Collected data
● ● ● ● ● ● ●
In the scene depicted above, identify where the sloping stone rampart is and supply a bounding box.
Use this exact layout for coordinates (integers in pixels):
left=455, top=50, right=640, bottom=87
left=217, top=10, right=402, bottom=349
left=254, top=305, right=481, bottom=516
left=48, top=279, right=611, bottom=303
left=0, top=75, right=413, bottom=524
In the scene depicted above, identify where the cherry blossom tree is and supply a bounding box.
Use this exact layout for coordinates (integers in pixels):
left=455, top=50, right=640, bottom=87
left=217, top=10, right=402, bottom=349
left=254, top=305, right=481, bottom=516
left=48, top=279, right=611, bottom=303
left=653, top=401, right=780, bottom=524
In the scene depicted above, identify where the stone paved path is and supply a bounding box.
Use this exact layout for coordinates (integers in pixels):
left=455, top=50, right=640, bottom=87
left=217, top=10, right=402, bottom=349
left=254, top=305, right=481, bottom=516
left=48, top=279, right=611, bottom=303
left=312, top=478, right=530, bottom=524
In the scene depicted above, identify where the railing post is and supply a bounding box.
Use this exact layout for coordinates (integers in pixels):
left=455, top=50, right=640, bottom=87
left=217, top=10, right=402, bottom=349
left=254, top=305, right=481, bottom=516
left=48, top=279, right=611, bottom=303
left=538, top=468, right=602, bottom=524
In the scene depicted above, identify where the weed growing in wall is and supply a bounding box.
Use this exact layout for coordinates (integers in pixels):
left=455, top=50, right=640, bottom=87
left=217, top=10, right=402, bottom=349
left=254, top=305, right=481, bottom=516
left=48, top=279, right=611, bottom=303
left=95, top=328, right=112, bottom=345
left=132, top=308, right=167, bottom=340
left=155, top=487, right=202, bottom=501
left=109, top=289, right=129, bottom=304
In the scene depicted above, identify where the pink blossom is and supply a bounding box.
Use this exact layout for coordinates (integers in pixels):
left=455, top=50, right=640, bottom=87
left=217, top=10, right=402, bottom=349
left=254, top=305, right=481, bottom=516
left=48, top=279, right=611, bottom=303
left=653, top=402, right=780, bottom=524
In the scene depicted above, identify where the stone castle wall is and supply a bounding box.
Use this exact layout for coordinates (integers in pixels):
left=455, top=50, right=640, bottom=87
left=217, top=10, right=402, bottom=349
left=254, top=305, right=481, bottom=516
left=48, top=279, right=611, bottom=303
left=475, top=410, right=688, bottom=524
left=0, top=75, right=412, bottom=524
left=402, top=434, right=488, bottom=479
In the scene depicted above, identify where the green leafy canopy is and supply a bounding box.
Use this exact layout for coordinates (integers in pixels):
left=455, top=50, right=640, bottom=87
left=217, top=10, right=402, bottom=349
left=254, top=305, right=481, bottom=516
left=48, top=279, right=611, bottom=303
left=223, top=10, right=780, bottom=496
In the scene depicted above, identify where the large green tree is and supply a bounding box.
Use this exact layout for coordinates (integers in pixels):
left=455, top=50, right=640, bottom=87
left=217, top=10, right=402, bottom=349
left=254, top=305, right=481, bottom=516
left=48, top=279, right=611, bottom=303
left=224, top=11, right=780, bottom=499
● ● ● ● ● ● ●
Aim of the task:
The lines to extract from the data above begin with the line containing "In the scene depicted above, identify where the cherry" and end with the line containing "In the scene depicted above, identify where the pink". Extract them exactly, including both.

Output below:
In the scene depicted above, identify where the cherry blossom tree is and supply a bounding box.
Use this exact layout for coordinates (integers in pixels):
left=455, top=50, right=640, bottom=87
left=217, top=10, right=402, bottom=349
left=254, top=305, right=481, bottom=516
left=48, top=279, right=611, bottom=303
left=653, top=401, right=780, bottom=524
In the scene depicted above, identify where the stone paved path is and supply a bounding box.
Use this exact layout for coordinates (integers in pixels):
left=455, top=50, right=640, bottom=87
left=217, top=10, right=402, bottom=349
left=254, top=305, right=481, bottom=516
left=48, top=279, right=611, bottom=303
left=312, top=478, right=530, bottom=524
In the scene depicted above, identify where the railing post is and supply a bounding box.
Use this exact layout for coordinates (integers in pixels):
left=455, top=50, right=640, bottom=87
left=217, top=10, right=402, bottom=349
left=254, top=305, right=481, bottom=516
left=48, top=279, right=611, bottom=303
left=538, top=468, right=602, bottom=524
In the scene depicted above, identify where the weed growing in wall is and supply a bounding box.
Use this exact layout for coordinates (integers in pixels):
left=455, top=50, right=640, bottom=87
left=217, top=10, right=402, bottom=349
left=254, top=305, right=481, bottom=516
left=48, top=279, right=611, bottom=303
left=95, top=328, right=112, bottom=345
left=132, top=308, right=167, bottom=340
left=155, top=487, right=202, bottom=501
left=109, top=289, right=129, bottom=304
In the scene depicted above, identify where the pink blossom is and supply a bounding box.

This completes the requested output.